- _What is expected_
Could you restate the entries below word for word?

__________

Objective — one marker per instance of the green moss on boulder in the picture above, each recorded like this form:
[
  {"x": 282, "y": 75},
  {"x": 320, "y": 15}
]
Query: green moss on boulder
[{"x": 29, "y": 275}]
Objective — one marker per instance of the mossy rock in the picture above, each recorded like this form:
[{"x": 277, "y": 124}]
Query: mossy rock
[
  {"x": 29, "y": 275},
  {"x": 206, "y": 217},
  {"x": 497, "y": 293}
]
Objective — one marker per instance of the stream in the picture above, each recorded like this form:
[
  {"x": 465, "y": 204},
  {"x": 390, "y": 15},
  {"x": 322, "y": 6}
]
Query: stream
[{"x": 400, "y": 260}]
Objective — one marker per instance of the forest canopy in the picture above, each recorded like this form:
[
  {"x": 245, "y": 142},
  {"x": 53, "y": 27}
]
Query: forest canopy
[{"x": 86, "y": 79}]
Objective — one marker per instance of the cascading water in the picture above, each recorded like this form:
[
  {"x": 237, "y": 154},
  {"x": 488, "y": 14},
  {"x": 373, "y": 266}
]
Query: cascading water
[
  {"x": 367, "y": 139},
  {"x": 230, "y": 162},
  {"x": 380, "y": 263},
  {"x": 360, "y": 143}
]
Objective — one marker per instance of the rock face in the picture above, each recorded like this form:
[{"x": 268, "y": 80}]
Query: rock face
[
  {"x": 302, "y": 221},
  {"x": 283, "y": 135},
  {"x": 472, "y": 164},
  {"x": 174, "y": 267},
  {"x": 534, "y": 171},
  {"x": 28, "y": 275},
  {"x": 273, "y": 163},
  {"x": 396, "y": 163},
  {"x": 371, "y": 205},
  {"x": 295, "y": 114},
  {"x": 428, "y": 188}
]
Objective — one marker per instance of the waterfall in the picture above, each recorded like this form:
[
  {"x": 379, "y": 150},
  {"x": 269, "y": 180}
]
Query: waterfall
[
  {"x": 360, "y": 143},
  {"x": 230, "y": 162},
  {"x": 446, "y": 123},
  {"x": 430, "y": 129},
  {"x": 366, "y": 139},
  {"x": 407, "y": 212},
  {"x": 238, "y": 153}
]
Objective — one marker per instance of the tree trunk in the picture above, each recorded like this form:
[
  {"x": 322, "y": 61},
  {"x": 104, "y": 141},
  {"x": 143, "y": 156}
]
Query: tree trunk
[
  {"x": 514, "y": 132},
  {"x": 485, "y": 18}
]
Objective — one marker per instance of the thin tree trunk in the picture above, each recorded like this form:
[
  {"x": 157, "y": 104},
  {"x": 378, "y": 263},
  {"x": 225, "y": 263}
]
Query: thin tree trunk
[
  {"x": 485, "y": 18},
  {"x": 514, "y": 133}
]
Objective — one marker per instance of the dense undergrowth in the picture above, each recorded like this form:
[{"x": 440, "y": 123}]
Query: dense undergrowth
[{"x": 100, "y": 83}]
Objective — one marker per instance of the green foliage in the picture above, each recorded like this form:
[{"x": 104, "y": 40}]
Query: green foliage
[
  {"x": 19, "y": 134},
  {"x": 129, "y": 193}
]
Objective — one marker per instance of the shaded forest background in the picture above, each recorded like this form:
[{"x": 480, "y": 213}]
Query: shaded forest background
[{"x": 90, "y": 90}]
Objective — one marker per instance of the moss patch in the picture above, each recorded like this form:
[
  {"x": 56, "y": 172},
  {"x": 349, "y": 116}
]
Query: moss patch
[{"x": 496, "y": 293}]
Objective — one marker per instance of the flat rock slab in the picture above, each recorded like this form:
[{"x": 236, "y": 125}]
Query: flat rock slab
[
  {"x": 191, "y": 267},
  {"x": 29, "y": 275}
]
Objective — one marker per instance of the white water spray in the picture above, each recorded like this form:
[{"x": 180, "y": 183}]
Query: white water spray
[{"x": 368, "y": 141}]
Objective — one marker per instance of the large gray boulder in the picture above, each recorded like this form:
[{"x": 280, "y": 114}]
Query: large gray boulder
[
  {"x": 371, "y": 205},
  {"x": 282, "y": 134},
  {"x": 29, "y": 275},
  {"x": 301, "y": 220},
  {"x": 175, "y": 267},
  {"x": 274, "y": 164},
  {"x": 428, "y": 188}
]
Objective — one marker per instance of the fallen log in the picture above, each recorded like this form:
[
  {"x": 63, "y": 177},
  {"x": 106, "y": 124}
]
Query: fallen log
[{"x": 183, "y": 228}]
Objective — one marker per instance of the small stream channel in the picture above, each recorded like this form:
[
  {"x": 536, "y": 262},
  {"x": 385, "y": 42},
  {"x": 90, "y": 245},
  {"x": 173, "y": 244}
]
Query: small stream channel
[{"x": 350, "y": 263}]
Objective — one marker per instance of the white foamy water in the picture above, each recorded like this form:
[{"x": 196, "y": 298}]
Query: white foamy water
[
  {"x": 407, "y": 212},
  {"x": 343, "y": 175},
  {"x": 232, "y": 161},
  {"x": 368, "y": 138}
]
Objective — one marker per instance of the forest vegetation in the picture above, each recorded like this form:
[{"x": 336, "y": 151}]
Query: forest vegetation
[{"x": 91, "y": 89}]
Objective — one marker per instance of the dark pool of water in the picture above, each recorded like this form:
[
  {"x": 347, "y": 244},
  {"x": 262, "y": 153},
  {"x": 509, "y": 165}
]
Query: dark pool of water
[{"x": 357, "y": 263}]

__________

- _Answer to the problem_
Objective — one marker per instance of the green moss on boulder in the picture above, each recorded like this form:
[
  {"x": 282, "y": 75},
  {"x": 320, "y": 15}
]
Query: green moss on boulder
[{"x": 29, "y": 275}]
Objective — one marker per instance of the mossy rock in the picture above, each recorded like this form:
[{"x": 277, "y": 124}]
Query: mossy rock
[
  {"x": 29, "y": 275},
  {"x": 206, "y": 217},
  {"x": 497, "y": 293}
]
Objective — one marker per instance of the stream in the picture above, each recorded like this form:
[
  {"x": 465, "y": 204},
  {"x": 390, "y": 15},
  {"x": 322, "y": 6}
]
Query: stream
[{"x": 400, "y": 260}]
Objective — one marker per instance of the forest canopy in the picture above, each recorded like this form:
[
  {"x": 245, "y": 142},
  {"x": 53, "y": 27}
]
Query: forest canopy
[{"x": 86, "y": 79}]
Objective — one marker per instance of the cascading water in the picture above, each recorded like this form:
[
  {"x": 237, "y": 154},
  {"x": 488, "y": 14},
  {"x": 373, "y": 266}
]
Query: cascading water
[
  {"x": 367, "y": 139},
  {"x": 230, "y": 162},
  {"x": 380, "y": 263},
  {"x": 360, "y": 143}
]
Objective — one marker per instance of the rock face in the picture above, each recorded like this form:
[{"x": 268, "y": 80}]
Query: rock face
[
  {"x": 302, "y": 221},
  {"x": 283, "y": 135},
  {"x": 472, "y": 164},
  {"x": 174, "y": 267},
  {"x": 534, "y": 171},
  {"x": 28, "y": 275},
  {"x": 273, "y": 163},
  {"x": 396, "y": 163},
  {"x": 371, "y": 205},
  {"x": 295, "y": 114},
  {"x": 428, "y": 188}
]
Objective — one marker per instance of the waterfall in the picture above, each recorded like this form:
[
  {"x": 379, "y": 150},
  {"x": 269, "y": 180}
]
Query: waterfall
[
  {"x": 360, "y": 143},
  {"x": 230, "y": 162},
  {"x": 446, "y": 123},
  {"x": 430, "y": 129},
  {"x": 366, "y": 139},
  {"x": 407, "y": 212},
  {"x": 238, "y": 153}
]
Objective — one marker per instance of the tree trunk in the picture above, each recorded like this form:
[
  {"x": 322, "y": 61},
  {"x": 104, "y": 141},
  {"x": 143, "y": 156}
]
Query: tree trunk
[
  {"x": 514, "y": 132},
  {"x": 485, "y": 18}
]
Objective — one marker per instance of the thin tree trunk in the picture above, each recorded like this form:
[
  {"x": 157, "y": 104},
  {"x": 378, "y": 263},
  {"x": 225, "y": 263}
]
Query: thin tree trunk
[
  {"x": 485, "y": 18},
  {"x": 514, "y": 133}
]
Objective — one marker per instance of the dense undergrowth in the picture above, each recorded like this form:
[{"x": 440, "y": 123}]
Query: dense undergrowth
[{"x": 100, "y": 83}]
Objective — one marker per instance of the green foliage in the picture above, each recorded like this form:
[{"x": 104, "y": 40}]
Query: green foliage
[
  {"x": 19, "y": 134},
  {"x": 129, "y": 193}
]
Objective — one marker per instance of the shaded forest background in the picture above, each recorded like this form:
[{"x": 480, "y": 213}]
Query: shaded forest background
[{"x": 90, "y": 90}]
Objective — one marker per instance of the moss patch in the picture above, each recorded like this form:
[
  {"x": 56, "y": 172},
  {"x": 349, "y": 116}
]
Query: moss patch
[{"x": 496, "y": 293}]
Objective — one marker per instance of the flat rock slab in the picture above, each recorded like this form:
[{"x": 236, "y": 125}]
Query: flat rock slab
[
  {"x": 191, "y": 267},
  {"x": 29, "y": 275}
]
Objective — one marker per instance of the white water spray in the picture above, each recorded like this form:
[{"x": 180, "y": 183}]
Query: white water spray
[{"x": 368, "y": 141}]
Objective — one marker per instance of the large gray boulder in the picture above, each recorded like this form:
[{"x": 280, "y": 114}]
Query: large gray boulder
[
  {"x": 371, "y": 205},
  {"x": 282, "y": 134},
  {"x": 29, "y": 275},
  {"x": 301, "y": 220},
  {"x": 175, "y": 267},
  {"x": 274, "y": 164},
  {"x": 428, "y": 188}
]
Objective — one marker per instance of the fallen log in the picture above, each recorded like this form:
[
  {"x": 63, "y": 177},
  {"x": 106, "y": 124}
]
Query: fallen log
[{"x": 183, "y": 228}]
Objective — one marker per instance of the small stream channel in the picture above, each recorded like this form:
[
  {"x": 536, "y": 262},
  {"x": 385, "y": 42},
  {"x": 90, "y": 245},
  {"x": 173, "y": 244}
]
Query: small stream channel
[{"x": 350, "y": 263}]
Objective — one marker per instance of the white foamy water in the picture above, each recorded like this form:
[{"x": 196, "y": 298}]
Query: white foamy water
[
  {"x": 407, "y": 212},
  {"x": 343, "y": 175},
  {"x": 232, "y": 161},
  {"x": 368, "y": 138}
]
Objective — one marker per instance of the forest vegetation in the picture above, each recorded like this form:
[{"x": 336, "y": 151}]
Query: forest vegetation
[{"x": 91, "y": 89}]
Objective — one marker per instance of the dark pool of water in the picture above, each recorded like this form:
[
  {"x": 347, "y": 244},
  {"x": 262, "y": 153},
  {"x": 509, "y": 165}
]
Query: dark pool of water
[{"x": 357, "y": 263}]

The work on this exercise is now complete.